Data in this exercise:
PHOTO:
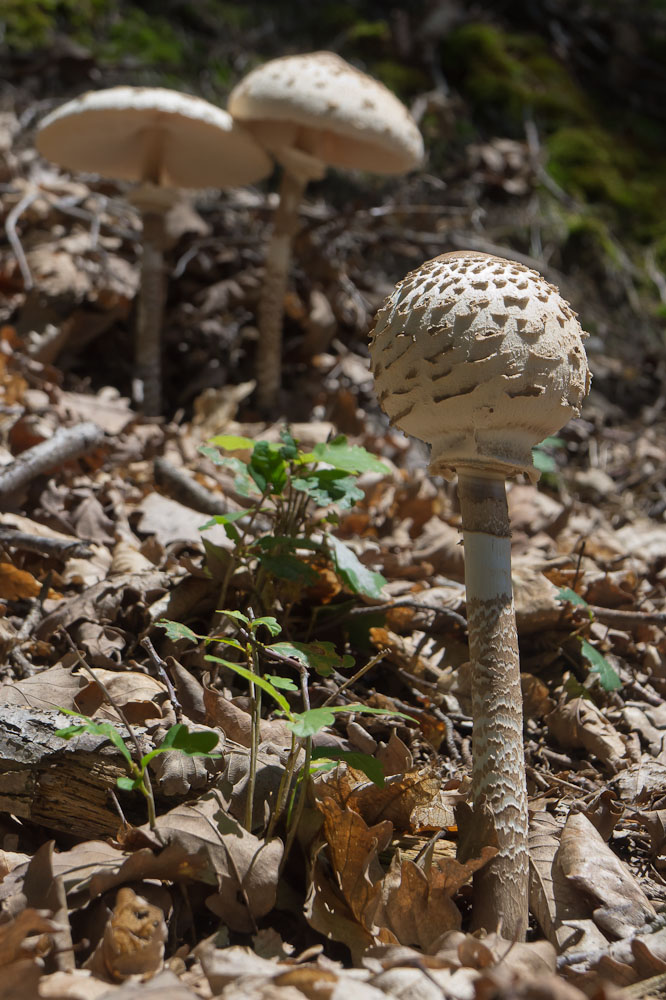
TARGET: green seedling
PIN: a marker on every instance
(178, 738)
(544, 461)
(319, 657)
(598, 664)
(289, 487)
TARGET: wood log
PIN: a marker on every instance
(62, 785)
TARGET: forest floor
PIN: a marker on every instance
(249, 881)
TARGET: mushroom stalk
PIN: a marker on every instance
(498, 769)
(150, 314)
(271, 302)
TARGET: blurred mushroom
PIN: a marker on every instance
(163, 140)
(313, 111)
(481, 358)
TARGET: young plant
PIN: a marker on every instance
(322, 658)
(178, 738)
(597, 662)
(290, 488)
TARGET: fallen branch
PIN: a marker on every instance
(60, 548)
(66, 443)
(181, 487)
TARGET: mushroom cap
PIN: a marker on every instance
(323, 106)
(151, 134)
(482, 358)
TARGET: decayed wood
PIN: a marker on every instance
(66, 443)
(61, 785)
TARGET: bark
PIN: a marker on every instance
(498, 772)
(66, 443)
(150, 314)
(271, 303)
(56, 784)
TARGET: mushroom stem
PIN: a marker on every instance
(271, 303)
(498, 773)
(150, 314)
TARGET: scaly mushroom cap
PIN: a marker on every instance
(152, 134)
(326, 108)
(480, 357)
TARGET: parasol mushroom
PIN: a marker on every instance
(163, 140)
(313, 111)
(481, 358)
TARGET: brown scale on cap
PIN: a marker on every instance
(481, 358)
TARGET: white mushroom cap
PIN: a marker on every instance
(481, 358)
(154, 135)
(321, 105)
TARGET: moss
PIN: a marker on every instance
(401, 79)
(507, 74)
(30, 24)
(596, 166)
(586, 233)
(659, 251)
(375, 30)
(147, 38)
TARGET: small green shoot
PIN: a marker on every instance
(178, 738)
(288, 486)
(598, 664)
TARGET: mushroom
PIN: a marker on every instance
(164, 140)
(312, 111)
(481, 358)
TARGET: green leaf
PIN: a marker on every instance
(304, 724)
(370, 766)
(236, 615)
(129, 784)
(326, 486)
(289, 567)
(608, 677)
(257, 679)
(320, 656)
(287, 543)
(194, 744)
(231, 442)
(96, 729)
(226, 520)
(543, 462)
(284, 683)
(269, 622)
(267, 467)
(176, 631)
(308, 723)
(289, 451)
(349, 457)
(358, 577)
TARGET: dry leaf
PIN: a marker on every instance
(620, 905)
(133, 940)
(580, 724)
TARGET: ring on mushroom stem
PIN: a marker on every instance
(313, 111)
(164, 140)
(482, 358)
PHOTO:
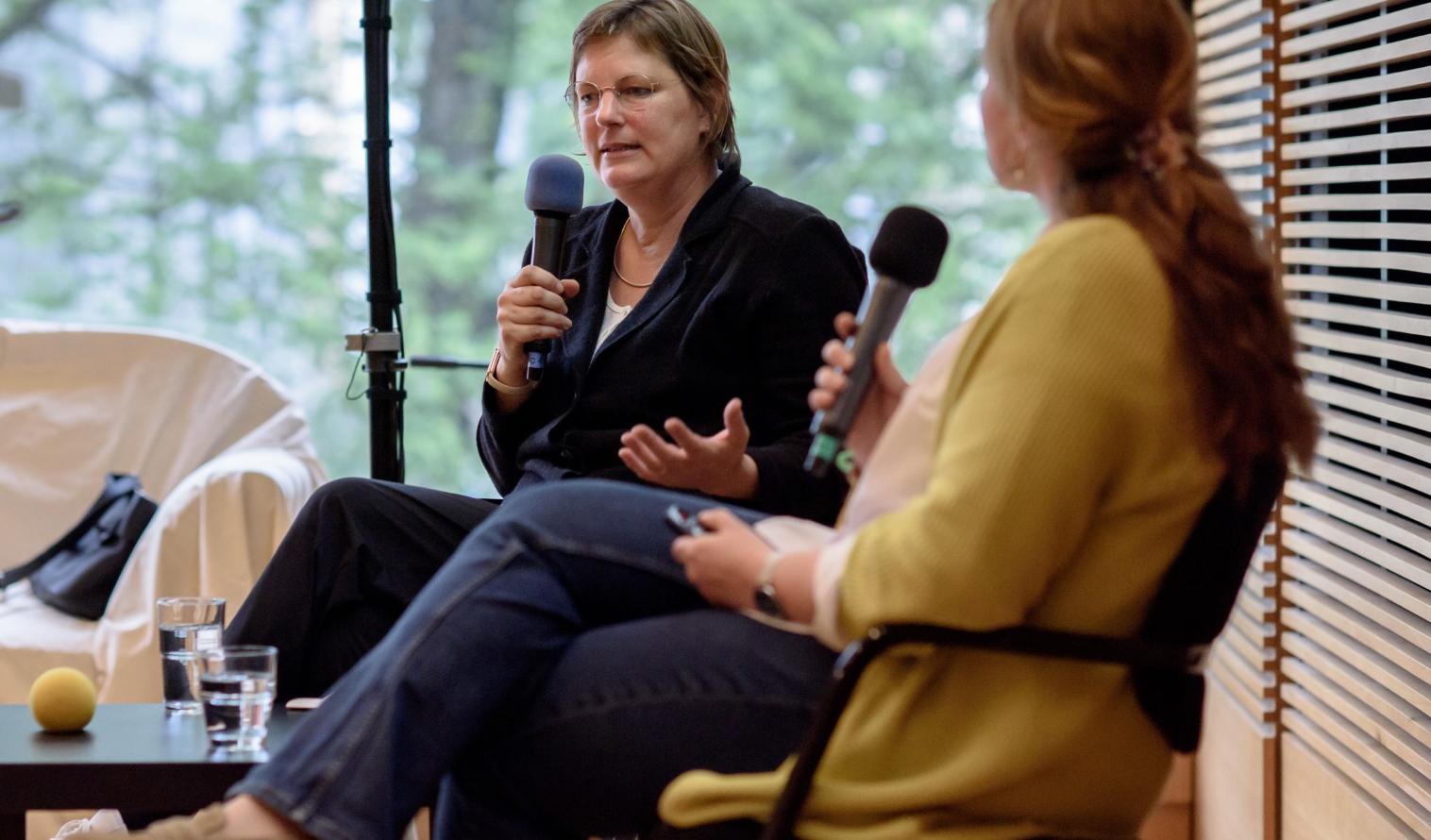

Work required:
Find every line in the items above that contains the string "mushroom", and copy each such line. Matching is case-sensitive.

Answer to this problem:
TARGET: mushroom stalk
TARGET: blurred mushroom
TARGET: mushroom cap
TARGET: mushroom stem
TARGET: scaly mushroom cap
TARGET: parasol mushroom
TARGET: white mushroom cap
TARGET: mushroom
TARGET: ring on mushroom stem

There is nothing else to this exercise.